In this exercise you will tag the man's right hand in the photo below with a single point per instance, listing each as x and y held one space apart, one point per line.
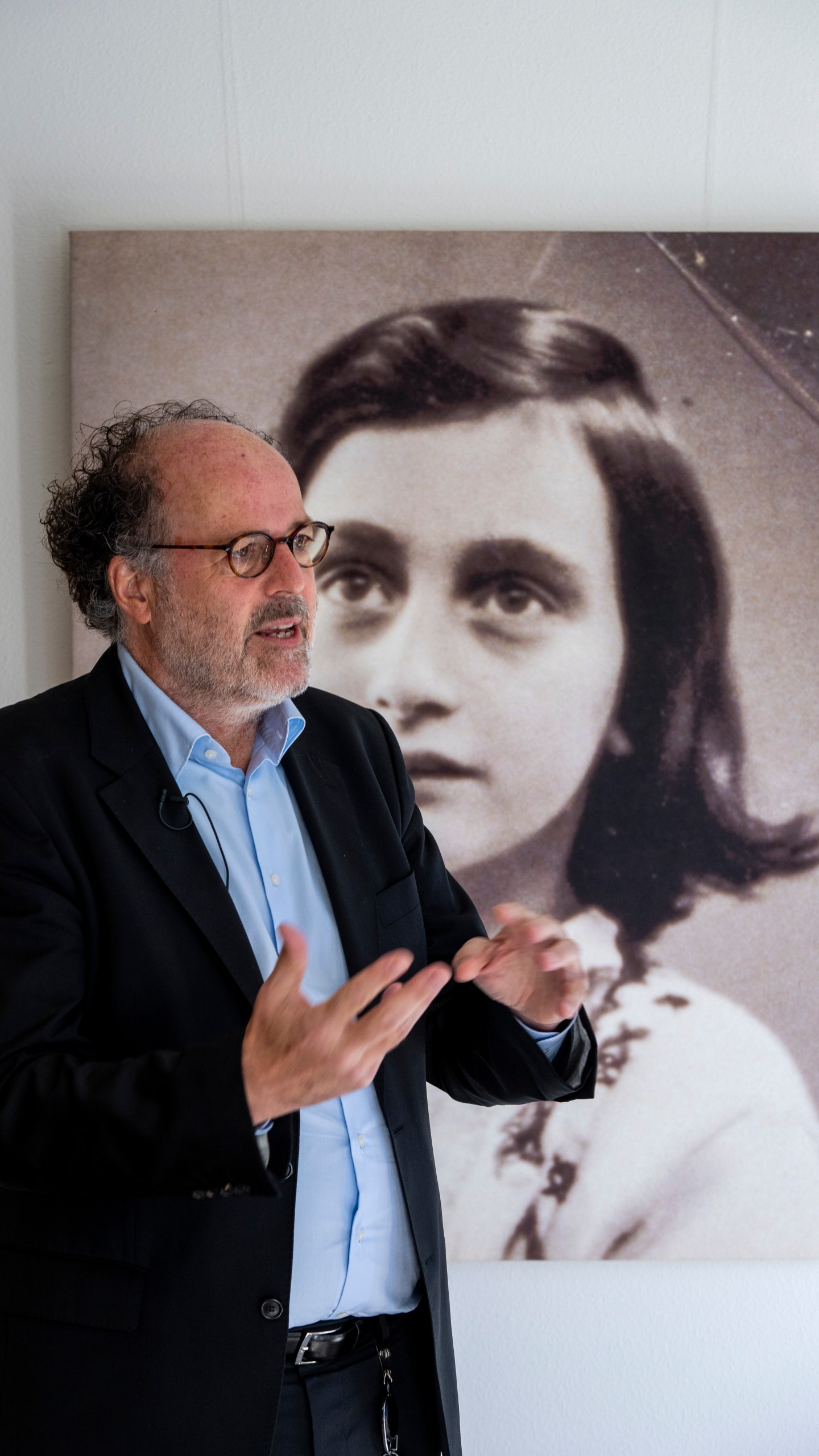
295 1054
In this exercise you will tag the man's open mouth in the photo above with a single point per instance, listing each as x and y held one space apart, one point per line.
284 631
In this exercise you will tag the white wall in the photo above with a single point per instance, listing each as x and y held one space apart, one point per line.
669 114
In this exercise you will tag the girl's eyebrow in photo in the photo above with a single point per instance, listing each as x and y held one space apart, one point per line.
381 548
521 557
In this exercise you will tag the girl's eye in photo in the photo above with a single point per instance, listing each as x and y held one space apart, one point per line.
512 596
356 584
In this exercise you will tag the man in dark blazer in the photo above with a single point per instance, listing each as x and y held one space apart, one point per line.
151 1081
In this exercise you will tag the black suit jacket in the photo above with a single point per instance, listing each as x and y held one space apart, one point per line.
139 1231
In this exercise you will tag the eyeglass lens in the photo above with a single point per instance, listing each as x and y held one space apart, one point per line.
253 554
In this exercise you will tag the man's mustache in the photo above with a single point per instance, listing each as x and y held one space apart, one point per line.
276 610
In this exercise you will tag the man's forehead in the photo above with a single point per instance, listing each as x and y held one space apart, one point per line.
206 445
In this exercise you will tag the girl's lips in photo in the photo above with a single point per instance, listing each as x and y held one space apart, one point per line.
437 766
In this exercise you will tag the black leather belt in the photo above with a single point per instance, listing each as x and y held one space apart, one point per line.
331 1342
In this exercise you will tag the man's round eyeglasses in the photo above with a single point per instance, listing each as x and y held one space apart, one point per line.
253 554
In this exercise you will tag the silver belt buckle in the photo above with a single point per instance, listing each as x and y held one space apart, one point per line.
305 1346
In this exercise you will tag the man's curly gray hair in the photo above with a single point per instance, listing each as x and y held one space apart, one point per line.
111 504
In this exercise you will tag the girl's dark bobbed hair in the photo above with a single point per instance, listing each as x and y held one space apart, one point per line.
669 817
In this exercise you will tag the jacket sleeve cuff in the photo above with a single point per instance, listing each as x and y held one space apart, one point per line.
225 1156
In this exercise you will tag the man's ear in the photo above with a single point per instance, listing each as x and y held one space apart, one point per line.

####

* REQUIRED WORK *
For each record above, write out every line exactly and skip the pictures.

* EXERCISE ANSWER *
In this exercise you will tag the man's right hand in the photo below with a single point per instance, listing each as x and y held one space apart, one point per line.
295 1054
In this exercise you will tag the man's open mouth in the photo above with a single point per instance, listing each as x and y held one space apart, one point per line.
284 631
In this exercise you will tag the white wall in the photo above with a single point per instance, listing each as x and y held one space apart, one point per line.
669 114
In this exercise you will tag the girl's eyebrow in photo in the photo above with a single point per instance, listing each as x and y held one space apart, one point per line.
381 548
521 557
In this exercise you will tag the girl's eye in photo in the photo above with a single point per instance, listing each as x and y held one space apart, one point per line.
512 596
356 584
In this exercise you will tag the man in dark blazer in the photo above with a single point per instance, listing each as x and y held one space apart, one point per line.
151 1081
In this exercise you will tag the black suit jacket in the photo above with a single point per instance, listing each as x and y held one space apart, one point per line.
139 1231
In this exercise you will tag the eyeglass lens in the photo above with a single point per instance, listing each as x and y held one space apart, one point per line.
253 554
In this exercise you will tag the man's mustache in the photo above with a single point per instance, listing each as x and y held one space apart, one point per line.
276 610
In this exercise you will tag the man's forehead in the photo above with a single point per instance, listing each as x and y held one space apart, one point per line.
206 445
In this exercise you will tag the girl's lips in photo in the photo above with a single point per instance, listing each as x and y held one space apart, one point per line.
437 766
In this exercise you will tag the black leather belt in the photo above with a single point per instance, listing each as x and y held one space apart, one point per line.
331 1342
In this exercise you will tag the man's round eyeglasses in the photo above with a single point per instance, listing each as x and y held one space apart, one point per line.
253 554
In this exercise you will tag the silver belt buckle in the photo above with a single point per instance, listing each as x and y held one space apart, one point per line.
305 1346
In this exercise you will tag the man's curly gray hair in the photo above with a single point per instance, listing each as x and y held one space apart, one point per line.
111 504
In this exercise you will tag the girl's dark bobbed hair in the photo above with a single point per instance, listing each as x and y held one space apart, one point per line.
669 817
In this exercise you will tag the jacket sleeve cuff in the photo above with a single point per instance, listing each as x and y held one space apart, one point per line.
225 1156
In this exercise you will tag the man's ear in the photo above with a single point per instance, listing each as x and y held one space apart, one point per line.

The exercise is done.